Saved entries:
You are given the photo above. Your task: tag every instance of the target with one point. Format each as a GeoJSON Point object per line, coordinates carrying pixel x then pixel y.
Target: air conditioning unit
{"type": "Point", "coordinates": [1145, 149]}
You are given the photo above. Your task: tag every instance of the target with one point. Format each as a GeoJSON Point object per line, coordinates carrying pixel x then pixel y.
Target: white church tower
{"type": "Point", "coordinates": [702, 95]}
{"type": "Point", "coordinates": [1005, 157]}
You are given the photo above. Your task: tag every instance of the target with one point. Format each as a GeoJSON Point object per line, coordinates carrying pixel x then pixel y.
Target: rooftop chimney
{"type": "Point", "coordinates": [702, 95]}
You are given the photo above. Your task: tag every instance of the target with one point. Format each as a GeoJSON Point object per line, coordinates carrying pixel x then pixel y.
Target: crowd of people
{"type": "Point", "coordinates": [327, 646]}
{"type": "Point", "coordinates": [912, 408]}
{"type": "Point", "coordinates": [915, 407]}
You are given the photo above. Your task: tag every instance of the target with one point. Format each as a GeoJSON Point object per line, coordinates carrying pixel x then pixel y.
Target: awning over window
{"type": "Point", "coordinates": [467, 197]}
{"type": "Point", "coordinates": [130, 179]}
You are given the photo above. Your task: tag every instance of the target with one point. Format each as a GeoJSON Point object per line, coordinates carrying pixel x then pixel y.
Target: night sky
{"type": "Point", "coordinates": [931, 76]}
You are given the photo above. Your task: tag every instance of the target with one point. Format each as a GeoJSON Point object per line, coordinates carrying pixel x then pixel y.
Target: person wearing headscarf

(What the exercise asks): Each record needs to be copied out again, letter for letter.

(Exercise output):
You are given the photo above. Your task: tag every instance of the target with one point. Format each as a GeoJSON Point object per line, coordinates carrying pixel x then pixel y.
Target: air conditioning unit
{"type": "Point", "coordinates": [1145, 149]}
You are given the photo above. Your task: tag every instance of the target with one point. Format each as a GeoJSON Point object per line, coordinates carrying pixel x then pixel y.
Target: white church tower
{"type": "Point", "coordinates": [702, 95]}
{"type": "Point", "coordinates": [1005, 157]}
You are given the photo above. Your task: tag every instance of the target with one point. Format each as a GeoJSON Point object per line, coordinates carrying pixel x then pixel y.
Target: rooftop chimney
{"type": "Point", "coordinates": [702, 95]}
You are given the photo above. Your task: tag every instance of the target with one point. Format each as a GeoJSON Point object per line, coordinates carrying pixel x then pixel y.
Target: crowd of people
{"type": "Point", "coordinates": [327, 646]}
{"type": "Point", "coordinates": [912, 408]}
{"type": "Point", "coordinates": [915, 407]}
You are given the photo above. Your task: tag every instance of the target with one point. Format each as a GeoJSON Point object per line, coordinates carrying pixel x then pixel y.
Target: awning over window
{"type": "Point", "coordinates": [467, 197]}
{"type": "Point", "coordinates": [130, 179]}
You are given the photo above. Your task: tag every instance of the target with one point. Format each as a GeoJSON Point object per line, coordinates carrying pixel x then pixel y.
Target: night sky
{"type": "Point", "coordinates": [931, 76]}
You are given the photo above. Your task: tag every instance of the target with one point. Format each as a GeoJSON Point object per line, coordinates carrying pixel x then pixel y.
Target: person wearing headscarf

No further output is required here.